• [Bacaan yang Diberikan]
Kamis, 11 Oktober 2018

MENYATAKAN KERAJAAN ALLAH DALAM HIDUP BERSAMA

Siapa yang tidak kagum terhadap orang yang taat dalam kehidupan beragama dan sekaligus kaya raya. Tentu, setiap orang menginginkan kondisi seperti ini. Pertanyaanya, apakah orang dengan kondisi seperti ini cukup bahagia? Atau tidak ada yang kurang lagi? Belum tentu!

Suatu ketika ada seseorang berlari-lari dan berlutut di hadapan Yesus. Ia berlutut seraya berkata, "Guru yang baik!" Entah karena sapaan itu basa-basi atau orang tersebut tidak mengerti dari arti yang sebenarnya di balik ucapannya itu. Yang jelas Yesus menolak sapaan itu. Sekarang Yesus mengarahkan perhatian orang itu kepada Allah. Hanya Dialah satu-satunya yang baik dan patut disembah. Pada saat yang sama, Yesus menantang orang itu untuk membuka mata bagi kehadiran dan kebaikan Allah di dalam diri Anak-Nya. Orang kaya nan saleh ini merasa masih ada yang kurang, yakni kehidupan yang kekal. Maka ia bertanya kepada Yesus, "....apa yang harus kuperbuat untuk memperoleh hidup yang kekal?" (Markus 10:17).

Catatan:

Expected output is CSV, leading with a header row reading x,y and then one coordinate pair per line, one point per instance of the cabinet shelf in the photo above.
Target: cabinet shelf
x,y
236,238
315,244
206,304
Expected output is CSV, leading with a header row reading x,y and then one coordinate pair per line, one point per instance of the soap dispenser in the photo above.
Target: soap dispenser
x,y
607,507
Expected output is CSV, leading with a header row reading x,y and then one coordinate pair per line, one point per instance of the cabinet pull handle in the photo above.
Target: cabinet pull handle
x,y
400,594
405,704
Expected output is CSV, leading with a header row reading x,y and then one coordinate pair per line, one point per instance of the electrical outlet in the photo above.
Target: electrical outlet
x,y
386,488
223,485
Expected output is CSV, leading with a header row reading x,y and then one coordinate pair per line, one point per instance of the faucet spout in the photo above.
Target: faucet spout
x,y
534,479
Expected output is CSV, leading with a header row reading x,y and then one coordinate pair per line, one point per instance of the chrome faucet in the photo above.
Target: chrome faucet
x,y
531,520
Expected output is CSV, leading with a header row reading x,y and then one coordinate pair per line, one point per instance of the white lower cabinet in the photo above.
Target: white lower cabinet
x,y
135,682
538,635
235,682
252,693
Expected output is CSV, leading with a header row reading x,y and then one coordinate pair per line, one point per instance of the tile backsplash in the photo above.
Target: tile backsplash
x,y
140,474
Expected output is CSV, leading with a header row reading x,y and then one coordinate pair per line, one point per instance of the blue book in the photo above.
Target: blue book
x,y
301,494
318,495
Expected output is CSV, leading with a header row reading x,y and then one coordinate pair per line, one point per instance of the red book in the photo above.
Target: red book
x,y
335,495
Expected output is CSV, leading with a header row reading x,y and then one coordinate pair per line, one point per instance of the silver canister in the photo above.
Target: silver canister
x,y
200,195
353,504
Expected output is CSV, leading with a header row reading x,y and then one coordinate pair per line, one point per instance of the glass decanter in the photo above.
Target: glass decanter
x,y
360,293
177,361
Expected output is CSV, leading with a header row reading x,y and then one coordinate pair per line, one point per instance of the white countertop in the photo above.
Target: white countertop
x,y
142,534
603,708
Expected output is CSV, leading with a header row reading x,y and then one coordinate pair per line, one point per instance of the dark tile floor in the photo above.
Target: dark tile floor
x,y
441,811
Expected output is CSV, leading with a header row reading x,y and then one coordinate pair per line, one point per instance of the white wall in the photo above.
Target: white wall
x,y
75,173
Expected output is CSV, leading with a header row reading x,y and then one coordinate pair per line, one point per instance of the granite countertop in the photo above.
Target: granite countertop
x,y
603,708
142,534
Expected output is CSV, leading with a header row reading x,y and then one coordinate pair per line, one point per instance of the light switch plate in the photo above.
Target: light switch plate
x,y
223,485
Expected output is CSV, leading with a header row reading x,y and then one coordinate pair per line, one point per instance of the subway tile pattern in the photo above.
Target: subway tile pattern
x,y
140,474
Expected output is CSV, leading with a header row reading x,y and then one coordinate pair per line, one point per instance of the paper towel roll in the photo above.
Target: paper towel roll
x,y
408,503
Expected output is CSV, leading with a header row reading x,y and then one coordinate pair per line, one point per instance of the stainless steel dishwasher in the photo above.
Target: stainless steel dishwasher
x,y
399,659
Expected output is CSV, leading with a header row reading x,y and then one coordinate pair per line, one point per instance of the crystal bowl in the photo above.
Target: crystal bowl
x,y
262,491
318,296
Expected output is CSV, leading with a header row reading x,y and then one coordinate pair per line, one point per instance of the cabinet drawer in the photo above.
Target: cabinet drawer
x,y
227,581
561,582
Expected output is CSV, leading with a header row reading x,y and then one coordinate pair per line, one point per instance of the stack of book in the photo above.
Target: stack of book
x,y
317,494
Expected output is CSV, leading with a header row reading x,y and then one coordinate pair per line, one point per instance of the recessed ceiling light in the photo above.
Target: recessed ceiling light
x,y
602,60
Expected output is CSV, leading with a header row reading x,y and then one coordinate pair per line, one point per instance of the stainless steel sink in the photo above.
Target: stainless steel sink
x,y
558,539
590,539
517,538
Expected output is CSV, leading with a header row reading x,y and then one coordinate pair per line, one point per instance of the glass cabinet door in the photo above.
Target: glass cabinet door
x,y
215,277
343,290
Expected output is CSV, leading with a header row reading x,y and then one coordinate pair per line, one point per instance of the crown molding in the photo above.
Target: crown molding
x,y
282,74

• [Soal yang Diberikan 1] Salin ulang bagian renungan tentang Kerajaan Allah, mulai dari "Kamis, 11 Oktober" dan berakhir pada "lagi? Belum tentu!", lalu ganti "kondisi" dengan "keadaan".
• [Soal yang Diberikan 2] Teruskan renungan tentang Kerajaan Allah dalam hidup bersama mulai dari kalimat sesudah kalimat terakhirnya.
Catatan di atas tidak diperlukan di sini.

• [Jawaban Latihan 1]
Kamis, 11 Oktober 2018

MENYATAKAN KERAJAAN ALLAH DALAM HIDUP BERSAMA

Siapa yang tidak kagum terhadap orang yang taat dalam kehidupan beragama dan sekaligus kaya raya. Tentu, setiap orang menginginkan keadaan seperti ini. Pertanyaanya, apakah orang dengan keadaan seperti ini cukup bahagia? Atau tidak ada yang kurang lagi? Belum tentu!

• [Jawaban Latihan 2]
Yesus menanggapi pertanyaan orang itu. Ia mengutip beberapa perintah dari sepuluh Hukum Taurat sebagai syarat untuk memperoleh kehidupan yang kekal. "Jangan membunuh, jangan berzinah, jangan mencuri, jangan memberi kesaksian palsu, jangan menipu orang, hormatilah ayah dan ibumu!" Jawab Yesus.  Dengan mengacu kepada perintah-perintah Taurat itu, Yesus menuntut ketaatan nyata pada hukum itu. Ketaatan itu pasti dilakukan manusia apabila manusia mengakui Allahlah pemegang otoritas tertinggi dalam kehidupannya.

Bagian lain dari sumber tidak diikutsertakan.